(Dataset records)
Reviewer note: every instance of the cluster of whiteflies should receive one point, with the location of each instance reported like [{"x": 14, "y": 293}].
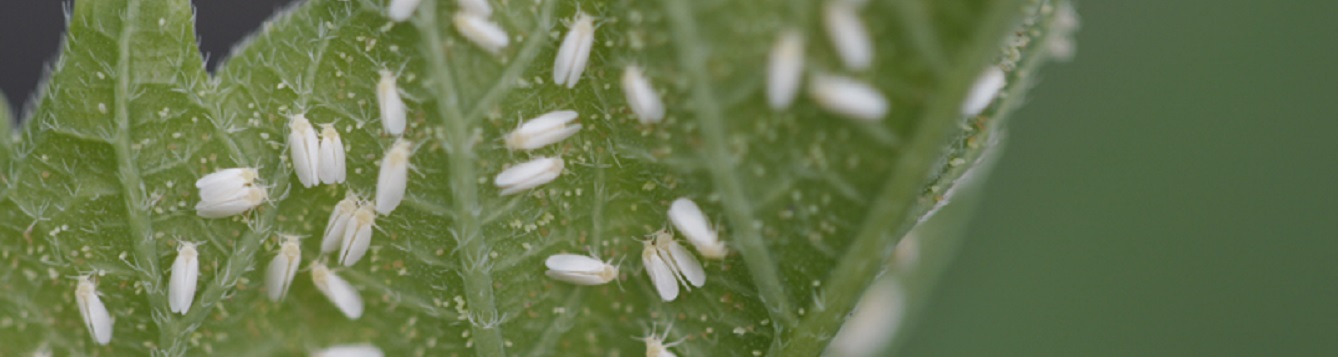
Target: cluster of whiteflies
[
  {"x": 319, "y": 158},
  {"x": 846, "y": 95},
  {"x": 666, "y": 262}
]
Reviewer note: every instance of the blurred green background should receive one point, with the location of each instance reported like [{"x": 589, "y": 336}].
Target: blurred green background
[{"x": 1168, "y": 193}]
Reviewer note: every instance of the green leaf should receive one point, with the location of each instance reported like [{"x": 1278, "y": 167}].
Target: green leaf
[{"x": 101, "y": 179}]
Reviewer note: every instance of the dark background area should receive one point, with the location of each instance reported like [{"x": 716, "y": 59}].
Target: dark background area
[
  {"x": 1170, "y": 193},
  {"x": 31, "y": 32}
]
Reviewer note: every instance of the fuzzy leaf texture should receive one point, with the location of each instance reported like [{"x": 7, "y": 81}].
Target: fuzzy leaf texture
[{"x": 99, "y": 179}]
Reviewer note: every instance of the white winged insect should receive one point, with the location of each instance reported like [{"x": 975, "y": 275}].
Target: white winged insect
[
  {"x": 574, "y": 52},
  {"x": 305, "y": 150},
  {"x": 391, "y": 103},
  {"x": 185, "y": 273},
  {"x": 481, "y": 31},
  {"x": 337, "y": 290},
  {"x": 642, "y": 98},
  {"x": 225, "y": 183},
  {"x": 351, "y": 350},
  {"x": 545, "y": 130},
  {"x": 94, "y": 313},
  {"x": 580, "y": 269},
  {"x": 228, "y": 193},
  {"x": 331, "y": 162},
  {"x": 784, "y": 68},
  {"x": 848, "y": 35},
  {"x": 848, "y": 98},
  {"x": 984, "y": 91},
  {"x": 692, "y": 223},
  {"x": 281, "y": 270},
  {"x": 394, "y": 177},
  {"x": 357, "y": 235},
  {"x": 339, "y": 221},
  {"x": 529, "y": 175},
  {"x": 668, "y": 265}
]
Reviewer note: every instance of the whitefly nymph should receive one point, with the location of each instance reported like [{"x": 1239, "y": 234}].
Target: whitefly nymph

## Exercise requirements
Give the entries again exactly. Pictures stay out.

## Result of the task
Reviewer note: every instance of the cluster of whiteflies should receive one point, with the location of each instance reported like [{"x": 14, "y": 293}].
Target: cluster of whiteflies
[
  {"x": 319, "y": 158},
  {"x": 846, "y": 95},
  {"x": 666, "y": 262}
]
Reviewer note: every instance of the blurred green background should receive one point, with the location of each instance reported like [{"x": 589, "y": 336}].
Target: blurred green background
[{"x": 1168, "y": 193}]
Reviewer note: every instance of the green leaf should receive one point, with the location of each instance reported like [{"x": 1278, "y": 167}].
Target: green leaf
[{"x": 101, "y": 179}]
Reviewer note: every instance of the dark background area should receive one point, with the location of each instance reported like [{"x": 716, "y": 59}].
Target: dark background area
[
  {"x": 1170, "y": 193},
  {"x": 31, "y": 32}
]
Reviewer note: every instance of the fuzzy leaf texture should receive one point, with the location of each instance reported like [{"x": 7, "y": 81}].
Target: fuzzy leaf texture
[{"x": 99, "y": 179}]
Reviewer note: every instance of the white winged insect should receive one point, with the location of each instance reported like [{"x": 975, "y": 275}].
Target: white winged insect
[
  {"x": 574, "y": 52},
  {"x": 305, "y": 150},
  {"x": 391, "y": 103},
  {"x": 185, "y": 273},
  {"x": 481, "y": 31},
  {"x": 337, "y": 290},
  {"x": 642, "y": 98},
  {"x": 225, "y": 183},
  {"x": 351, "y": 350},
  {"x": 545, "y": 130},
  {"x": 94, "y": 313},
  {"x": 580, "y": 269},
  {"x": 228, "y": 193},
  {"x": 331, "y": 162},
  {"x": 784, "y": 68},
  {"x": 848, "y": 35},
  {"x": 848, "y": 98},
  {"x": 984, "y": 91},
  {"x": 692, "y": 223},
  {"x": 281, "y": 270},
  {"x": 394, "y": 177},
  {"x": 357, "y": 235},
  {"x": 339, "y": 221},
  {"x": 529, "y": 175},
  {"x": 668, "y": 265}
]
Reviewer note: every instance of the whitefly nymph should receive one point, with the location of each instance reported like [{"x": 1239, "y": 234}].
Target: whitefly nymph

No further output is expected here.